═════ Entries

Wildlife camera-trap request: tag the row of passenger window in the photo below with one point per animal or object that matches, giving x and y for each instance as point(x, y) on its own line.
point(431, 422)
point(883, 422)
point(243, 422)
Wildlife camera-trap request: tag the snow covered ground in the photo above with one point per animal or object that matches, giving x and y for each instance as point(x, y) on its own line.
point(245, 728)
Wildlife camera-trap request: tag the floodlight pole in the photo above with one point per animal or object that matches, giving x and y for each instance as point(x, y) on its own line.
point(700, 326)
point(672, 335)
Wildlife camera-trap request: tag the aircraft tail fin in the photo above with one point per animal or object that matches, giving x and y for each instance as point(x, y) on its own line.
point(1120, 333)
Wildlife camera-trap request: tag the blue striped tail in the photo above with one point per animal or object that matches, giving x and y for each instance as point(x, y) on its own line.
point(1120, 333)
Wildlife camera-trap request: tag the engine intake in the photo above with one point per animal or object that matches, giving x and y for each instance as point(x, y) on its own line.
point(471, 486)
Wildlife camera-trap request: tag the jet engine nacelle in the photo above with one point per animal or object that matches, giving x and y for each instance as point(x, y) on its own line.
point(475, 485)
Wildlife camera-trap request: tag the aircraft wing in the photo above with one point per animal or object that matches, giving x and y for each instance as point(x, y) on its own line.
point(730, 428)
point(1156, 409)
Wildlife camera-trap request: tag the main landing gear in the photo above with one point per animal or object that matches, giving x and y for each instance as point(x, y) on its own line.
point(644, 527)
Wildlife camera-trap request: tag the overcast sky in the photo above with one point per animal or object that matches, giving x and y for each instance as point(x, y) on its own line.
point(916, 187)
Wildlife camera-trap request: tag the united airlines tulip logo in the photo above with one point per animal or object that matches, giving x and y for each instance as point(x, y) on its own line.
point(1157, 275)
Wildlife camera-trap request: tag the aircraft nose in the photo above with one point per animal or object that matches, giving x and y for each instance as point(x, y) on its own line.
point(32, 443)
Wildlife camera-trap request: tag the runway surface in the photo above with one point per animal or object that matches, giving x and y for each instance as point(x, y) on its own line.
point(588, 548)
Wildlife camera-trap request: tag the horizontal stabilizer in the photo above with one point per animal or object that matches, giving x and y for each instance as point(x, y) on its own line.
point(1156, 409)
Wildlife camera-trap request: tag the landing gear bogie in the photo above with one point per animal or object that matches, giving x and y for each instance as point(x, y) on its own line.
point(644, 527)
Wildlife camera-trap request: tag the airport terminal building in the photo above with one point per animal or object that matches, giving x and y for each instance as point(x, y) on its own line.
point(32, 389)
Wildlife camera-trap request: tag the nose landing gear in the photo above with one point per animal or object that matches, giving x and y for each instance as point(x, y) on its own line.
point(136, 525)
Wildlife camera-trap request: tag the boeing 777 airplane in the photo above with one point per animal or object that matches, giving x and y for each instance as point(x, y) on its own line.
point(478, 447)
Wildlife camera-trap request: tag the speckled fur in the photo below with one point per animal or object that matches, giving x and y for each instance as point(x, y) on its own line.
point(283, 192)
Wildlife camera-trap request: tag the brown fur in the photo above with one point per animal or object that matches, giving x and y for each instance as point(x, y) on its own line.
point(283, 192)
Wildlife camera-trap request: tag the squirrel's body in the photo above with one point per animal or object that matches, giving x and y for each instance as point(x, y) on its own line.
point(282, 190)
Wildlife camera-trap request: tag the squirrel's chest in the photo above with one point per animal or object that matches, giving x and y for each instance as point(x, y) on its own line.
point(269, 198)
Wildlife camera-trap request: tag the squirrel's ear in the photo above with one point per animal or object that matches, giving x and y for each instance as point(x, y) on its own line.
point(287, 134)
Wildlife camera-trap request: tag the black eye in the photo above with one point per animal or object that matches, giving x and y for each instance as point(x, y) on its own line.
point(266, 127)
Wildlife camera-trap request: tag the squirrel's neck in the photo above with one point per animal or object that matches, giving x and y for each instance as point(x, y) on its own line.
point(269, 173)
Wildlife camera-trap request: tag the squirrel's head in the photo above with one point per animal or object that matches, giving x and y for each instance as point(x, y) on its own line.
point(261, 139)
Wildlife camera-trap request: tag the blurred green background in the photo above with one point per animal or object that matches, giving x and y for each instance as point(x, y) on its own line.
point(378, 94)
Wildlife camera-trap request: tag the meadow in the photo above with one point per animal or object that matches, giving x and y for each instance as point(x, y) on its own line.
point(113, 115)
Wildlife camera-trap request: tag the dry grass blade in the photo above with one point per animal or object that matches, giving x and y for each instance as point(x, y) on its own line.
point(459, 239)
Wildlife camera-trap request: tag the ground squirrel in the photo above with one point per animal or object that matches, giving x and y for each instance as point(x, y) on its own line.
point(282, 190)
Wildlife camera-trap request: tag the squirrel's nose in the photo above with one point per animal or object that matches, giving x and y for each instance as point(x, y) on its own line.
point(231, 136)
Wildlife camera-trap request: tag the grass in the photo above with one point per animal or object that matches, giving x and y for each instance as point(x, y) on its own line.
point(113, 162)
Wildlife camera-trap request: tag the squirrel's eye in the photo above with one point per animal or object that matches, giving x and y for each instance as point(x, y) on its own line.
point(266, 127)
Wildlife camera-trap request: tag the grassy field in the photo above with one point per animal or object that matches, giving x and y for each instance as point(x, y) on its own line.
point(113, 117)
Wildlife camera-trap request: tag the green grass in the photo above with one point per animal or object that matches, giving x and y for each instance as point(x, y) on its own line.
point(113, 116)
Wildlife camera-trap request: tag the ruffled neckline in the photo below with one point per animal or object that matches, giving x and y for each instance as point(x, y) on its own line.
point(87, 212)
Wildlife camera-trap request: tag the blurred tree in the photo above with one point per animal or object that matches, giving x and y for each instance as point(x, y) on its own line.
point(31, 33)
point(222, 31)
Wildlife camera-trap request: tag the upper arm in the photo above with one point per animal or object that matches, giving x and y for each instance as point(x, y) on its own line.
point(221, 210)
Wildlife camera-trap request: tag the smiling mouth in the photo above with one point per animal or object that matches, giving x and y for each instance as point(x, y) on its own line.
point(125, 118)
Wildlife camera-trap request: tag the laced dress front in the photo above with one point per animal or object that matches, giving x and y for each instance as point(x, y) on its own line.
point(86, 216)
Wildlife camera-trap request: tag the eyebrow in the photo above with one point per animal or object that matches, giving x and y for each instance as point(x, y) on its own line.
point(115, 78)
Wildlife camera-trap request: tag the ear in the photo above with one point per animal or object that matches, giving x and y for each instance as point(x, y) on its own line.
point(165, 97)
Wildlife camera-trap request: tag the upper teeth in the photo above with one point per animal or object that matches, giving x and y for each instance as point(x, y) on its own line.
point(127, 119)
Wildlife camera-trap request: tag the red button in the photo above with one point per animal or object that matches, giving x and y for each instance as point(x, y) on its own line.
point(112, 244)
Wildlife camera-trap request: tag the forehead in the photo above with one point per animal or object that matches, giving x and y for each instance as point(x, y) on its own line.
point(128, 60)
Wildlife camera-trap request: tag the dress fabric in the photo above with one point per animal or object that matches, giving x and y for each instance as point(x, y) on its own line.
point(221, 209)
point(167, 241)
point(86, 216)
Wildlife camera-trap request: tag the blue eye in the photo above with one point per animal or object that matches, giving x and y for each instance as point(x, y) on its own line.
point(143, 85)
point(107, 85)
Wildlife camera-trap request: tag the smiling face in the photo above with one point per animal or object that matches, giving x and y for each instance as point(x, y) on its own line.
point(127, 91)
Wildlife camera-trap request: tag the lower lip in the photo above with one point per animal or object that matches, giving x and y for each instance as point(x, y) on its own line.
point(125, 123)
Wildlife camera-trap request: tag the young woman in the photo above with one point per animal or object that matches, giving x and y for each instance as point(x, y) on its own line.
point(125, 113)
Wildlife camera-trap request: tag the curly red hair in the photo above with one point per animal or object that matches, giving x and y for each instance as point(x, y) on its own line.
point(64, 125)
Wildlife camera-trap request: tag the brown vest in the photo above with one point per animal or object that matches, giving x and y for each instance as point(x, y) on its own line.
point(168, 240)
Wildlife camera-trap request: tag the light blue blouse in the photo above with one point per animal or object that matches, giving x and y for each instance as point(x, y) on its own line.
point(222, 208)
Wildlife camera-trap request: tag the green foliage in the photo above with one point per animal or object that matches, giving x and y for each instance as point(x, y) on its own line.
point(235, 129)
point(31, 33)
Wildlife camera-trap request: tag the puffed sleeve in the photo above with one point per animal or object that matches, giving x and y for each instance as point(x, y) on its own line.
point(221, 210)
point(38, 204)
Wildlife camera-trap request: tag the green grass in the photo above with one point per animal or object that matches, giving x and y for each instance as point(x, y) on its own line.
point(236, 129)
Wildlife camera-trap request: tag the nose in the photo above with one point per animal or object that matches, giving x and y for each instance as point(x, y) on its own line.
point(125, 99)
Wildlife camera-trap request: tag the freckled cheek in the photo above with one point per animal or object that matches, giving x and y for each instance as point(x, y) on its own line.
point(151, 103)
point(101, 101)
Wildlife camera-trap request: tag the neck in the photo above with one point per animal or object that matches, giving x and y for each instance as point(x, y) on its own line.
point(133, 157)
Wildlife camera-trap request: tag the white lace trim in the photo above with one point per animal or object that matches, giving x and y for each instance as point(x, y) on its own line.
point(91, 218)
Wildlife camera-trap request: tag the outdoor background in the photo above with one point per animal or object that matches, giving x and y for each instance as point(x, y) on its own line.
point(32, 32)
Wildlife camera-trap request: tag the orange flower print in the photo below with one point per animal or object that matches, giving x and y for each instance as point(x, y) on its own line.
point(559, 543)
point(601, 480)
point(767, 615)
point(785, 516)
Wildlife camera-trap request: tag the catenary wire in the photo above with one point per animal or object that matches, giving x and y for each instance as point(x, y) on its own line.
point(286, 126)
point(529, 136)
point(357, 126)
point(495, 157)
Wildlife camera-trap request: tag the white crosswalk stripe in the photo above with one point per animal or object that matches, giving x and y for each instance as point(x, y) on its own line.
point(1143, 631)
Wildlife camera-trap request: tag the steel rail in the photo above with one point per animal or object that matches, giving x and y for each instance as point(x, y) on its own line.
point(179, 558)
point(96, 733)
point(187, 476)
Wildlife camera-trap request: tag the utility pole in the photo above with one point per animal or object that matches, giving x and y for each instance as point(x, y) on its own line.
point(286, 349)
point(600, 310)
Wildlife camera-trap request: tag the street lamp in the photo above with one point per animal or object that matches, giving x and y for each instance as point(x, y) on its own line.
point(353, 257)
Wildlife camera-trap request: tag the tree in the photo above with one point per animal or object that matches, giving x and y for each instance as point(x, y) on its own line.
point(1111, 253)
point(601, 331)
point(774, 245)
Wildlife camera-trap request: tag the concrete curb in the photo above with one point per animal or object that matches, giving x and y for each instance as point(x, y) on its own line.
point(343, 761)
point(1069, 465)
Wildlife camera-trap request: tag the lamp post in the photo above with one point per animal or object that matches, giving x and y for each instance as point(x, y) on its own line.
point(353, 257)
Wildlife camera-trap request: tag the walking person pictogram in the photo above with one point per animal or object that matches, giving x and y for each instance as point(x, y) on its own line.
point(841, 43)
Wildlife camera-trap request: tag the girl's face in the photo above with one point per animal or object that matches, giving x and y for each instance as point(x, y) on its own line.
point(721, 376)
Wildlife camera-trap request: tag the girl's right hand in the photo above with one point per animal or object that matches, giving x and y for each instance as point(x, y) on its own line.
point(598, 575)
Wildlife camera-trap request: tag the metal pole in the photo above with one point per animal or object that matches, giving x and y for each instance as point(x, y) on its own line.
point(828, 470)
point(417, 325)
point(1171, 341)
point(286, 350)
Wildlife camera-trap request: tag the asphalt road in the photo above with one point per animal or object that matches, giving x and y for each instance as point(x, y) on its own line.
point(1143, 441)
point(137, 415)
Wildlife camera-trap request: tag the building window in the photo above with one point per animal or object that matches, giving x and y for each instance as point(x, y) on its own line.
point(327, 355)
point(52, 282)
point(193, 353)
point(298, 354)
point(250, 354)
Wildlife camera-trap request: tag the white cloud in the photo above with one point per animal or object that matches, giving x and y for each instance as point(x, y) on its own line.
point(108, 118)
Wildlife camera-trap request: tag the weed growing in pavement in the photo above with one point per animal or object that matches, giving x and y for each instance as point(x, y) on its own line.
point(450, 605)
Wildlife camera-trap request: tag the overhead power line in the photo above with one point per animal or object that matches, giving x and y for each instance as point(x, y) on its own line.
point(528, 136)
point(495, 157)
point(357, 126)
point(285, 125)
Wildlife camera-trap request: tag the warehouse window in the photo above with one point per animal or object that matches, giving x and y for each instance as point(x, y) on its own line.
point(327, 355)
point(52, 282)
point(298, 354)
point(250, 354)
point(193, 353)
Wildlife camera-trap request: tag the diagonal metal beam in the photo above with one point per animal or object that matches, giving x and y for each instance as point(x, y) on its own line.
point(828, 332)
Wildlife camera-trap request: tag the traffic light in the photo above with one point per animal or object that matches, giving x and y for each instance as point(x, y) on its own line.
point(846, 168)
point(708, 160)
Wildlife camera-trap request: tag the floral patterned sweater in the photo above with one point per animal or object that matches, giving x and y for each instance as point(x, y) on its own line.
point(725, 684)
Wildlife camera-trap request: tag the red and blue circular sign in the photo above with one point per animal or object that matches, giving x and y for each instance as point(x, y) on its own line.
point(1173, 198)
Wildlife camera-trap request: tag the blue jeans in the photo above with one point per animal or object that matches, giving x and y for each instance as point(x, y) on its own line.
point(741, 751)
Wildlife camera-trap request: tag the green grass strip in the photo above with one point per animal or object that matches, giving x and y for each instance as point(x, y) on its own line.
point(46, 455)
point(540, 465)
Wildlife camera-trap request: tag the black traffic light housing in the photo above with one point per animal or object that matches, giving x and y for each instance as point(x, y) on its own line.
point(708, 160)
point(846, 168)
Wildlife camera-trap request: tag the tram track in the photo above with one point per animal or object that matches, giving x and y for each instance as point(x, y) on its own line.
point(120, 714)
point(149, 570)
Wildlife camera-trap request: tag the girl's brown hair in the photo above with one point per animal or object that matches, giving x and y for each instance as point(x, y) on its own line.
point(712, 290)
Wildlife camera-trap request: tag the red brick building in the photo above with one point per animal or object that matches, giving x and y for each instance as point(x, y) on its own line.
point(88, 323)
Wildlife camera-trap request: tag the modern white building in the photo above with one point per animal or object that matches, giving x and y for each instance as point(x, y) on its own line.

══════════

Written request. Nothing outside the span should appear: transcribe the lines from the one containing "Wildlife camera-trap request: tag the girl's brown" through the last line of the records.

Response.
Wildlife camera-trap request: tag the girl's brown hair in the photo above with one point per animal or object that matches, giving x and y for each instance as point(x, y) on its own line.
point(712, 290)
Wildlife camera-trap request: tag the red brick building in the photo above with one point per animal or object that matches, giving x and y for each instance as point(x, y) on its own line.
point(88, 323)
Wildlife camera-trap request: tag the modern white building in the photo above with one point per animal or object that matches, giving x and y for each instance as point(x, y) on its own line.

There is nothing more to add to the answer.